SOURCE EXCERPT.
**********
The buzz around “edge AI”, which means something slightly different to almost everyone you talk to, is well past reaching a fever pitch. Regardless of what edge AI means to you, the one commonality is typically that the hardware on which inference is being performed is constrained in one or more dimensions, whether it be compute, memory, or network bandwidth. Perhaps the most constrained of these platforms are microcontrollers.
I have found that, while there is much discourse around “running AI” (i.e. performing inference) on microcontrollers, there is a general lack of information about what these systems are actually capable of, and how new hardware advancements impact that equation. It is my hope with this series to peel back some of the layers of terminology and explore what actually happens between supplying inputs to a model and receiving outputs. Along the way, we’ll ground our exploration in performing inference with real models on real constrained hardware.
While “weights” get the majority of the attention with AI models, they alone are not sufficient for performing inference. Depending on how a model is distributed and what runtime is used, additional data or metadata may be supplied alongside the model, or may be defined explicitly in software that interacts with the weights. The most popular runtime for microcontrollers is Tensorflow Lite for Microcontrollers ( tflite-micro ), which is an optimized version of Tensorflow Lite.
Note: Google recently rebranded Tensorflow Lite to LiteRT, and tflite-micro to LiteRT for Microcontrollers.
tflite-micro uses the .tflite file format, which encodes data using FlatBuffers. Unlike some other model file formats, .tflite files include not only the tensors that encapuslate model weights, but also the computation graph, which informs the runtime of what operations to use when performing inference. In order to do so, there needs to be a defined set of operators. This is somewhat analagous to instructions defined in an instruction set architecture (ISA) for a processor. With an ISA, a compiler will take a higher level programming language and map the behavior onto instructions available in the ISA. Tensorflow supports an extensive set of built-in operators, while Tensorflow Lite, and thus tflite-micro , supports only a subset.
**********
Dataset items
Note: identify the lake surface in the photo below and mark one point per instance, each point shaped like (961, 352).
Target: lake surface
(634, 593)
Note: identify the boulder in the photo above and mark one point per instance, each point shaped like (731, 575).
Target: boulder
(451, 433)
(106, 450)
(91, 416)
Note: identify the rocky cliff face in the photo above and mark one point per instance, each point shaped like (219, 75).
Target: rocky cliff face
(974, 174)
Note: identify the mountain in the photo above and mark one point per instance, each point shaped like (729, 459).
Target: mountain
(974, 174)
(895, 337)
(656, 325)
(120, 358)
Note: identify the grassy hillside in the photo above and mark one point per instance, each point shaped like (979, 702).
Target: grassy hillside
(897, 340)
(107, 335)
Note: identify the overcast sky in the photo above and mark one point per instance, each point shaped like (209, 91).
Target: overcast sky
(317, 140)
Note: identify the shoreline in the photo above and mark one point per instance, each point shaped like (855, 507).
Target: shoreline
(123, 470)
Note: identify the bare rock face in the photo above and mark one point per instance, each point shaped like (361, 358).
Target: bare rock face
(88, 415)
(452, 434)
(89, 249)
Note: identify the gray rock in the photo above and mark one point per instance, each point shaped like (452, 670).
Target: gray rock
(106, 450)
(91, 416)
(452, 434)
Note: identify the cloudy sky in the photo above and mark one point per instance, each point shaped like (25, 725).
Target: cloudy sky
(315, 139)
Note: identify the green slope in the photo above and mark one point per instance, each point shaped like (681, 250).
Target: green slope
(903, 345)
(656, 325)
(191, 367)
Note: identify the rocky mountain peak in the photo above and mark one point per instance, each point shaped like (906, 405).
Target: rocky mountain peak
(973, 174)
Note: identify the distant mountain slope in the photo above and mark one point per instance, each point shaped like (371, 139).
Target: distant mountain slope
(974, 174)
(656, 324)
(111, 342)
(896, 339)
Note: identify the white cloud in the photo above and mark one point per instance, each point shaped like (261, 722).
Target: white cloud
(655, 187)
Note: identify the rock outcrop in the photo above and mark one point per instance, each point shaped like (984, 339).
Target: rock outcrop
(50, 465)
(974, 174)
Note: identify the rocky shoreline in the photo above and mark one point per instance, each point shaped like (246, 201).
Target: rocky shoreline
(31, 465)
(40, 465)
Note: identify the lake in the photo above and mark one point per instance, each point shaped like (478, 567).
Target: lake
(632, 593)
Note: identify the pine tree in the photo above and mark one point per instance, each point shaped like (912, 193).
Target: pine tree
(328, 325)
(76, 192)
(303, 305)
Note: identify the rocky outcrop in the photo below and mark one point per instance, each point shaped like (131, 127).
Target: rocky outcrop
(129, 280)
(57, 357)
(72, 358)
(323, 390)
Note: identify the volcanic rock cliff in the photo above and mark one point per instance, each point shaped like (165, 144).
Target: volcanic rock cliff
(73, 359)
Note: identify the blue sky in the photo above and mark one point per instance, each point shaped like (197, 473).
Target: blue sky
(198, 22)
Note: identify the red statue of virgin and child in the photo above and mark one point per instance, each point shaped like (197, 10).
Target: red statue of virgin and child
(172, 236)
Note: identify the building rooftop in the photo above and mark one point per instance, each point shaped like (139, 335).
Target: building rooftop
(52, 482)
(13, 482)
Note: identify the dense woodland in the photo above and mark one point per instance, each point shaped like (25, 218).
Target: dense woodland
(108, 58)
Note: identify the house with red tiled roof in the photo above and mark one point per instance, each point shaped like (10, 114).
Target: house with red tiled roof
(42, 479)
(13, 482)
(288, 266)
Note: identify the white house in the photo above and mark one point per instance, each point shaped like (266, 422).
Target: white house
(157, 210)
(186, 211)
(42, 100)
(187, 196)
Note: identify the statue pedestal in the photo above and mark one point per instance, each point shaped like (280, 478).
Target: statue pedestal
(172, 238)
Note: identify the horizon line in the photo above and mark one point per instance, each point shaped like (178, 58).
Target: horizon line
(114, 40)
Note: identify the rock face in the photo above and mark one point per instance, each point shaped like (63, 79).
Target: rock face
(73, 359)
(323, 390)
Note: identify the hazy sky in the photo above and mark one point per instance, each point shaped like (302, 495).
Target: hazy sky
**********
DIRECTIVE 1. In the edge AI passage, in which dimensions can the hardware used for inference be constrained?
DIRECTIVE 2. Gather every line of the records that contains the string "gray", where case counts.
The records have no connection to the edge AI passage.

RESULT 1. Compute, memory, and network bandwidth.

RESULT 2.
Note: identify the gray rock in the photo above and mark one point per instance, each point shaped like (452, 670).
Target: gray rock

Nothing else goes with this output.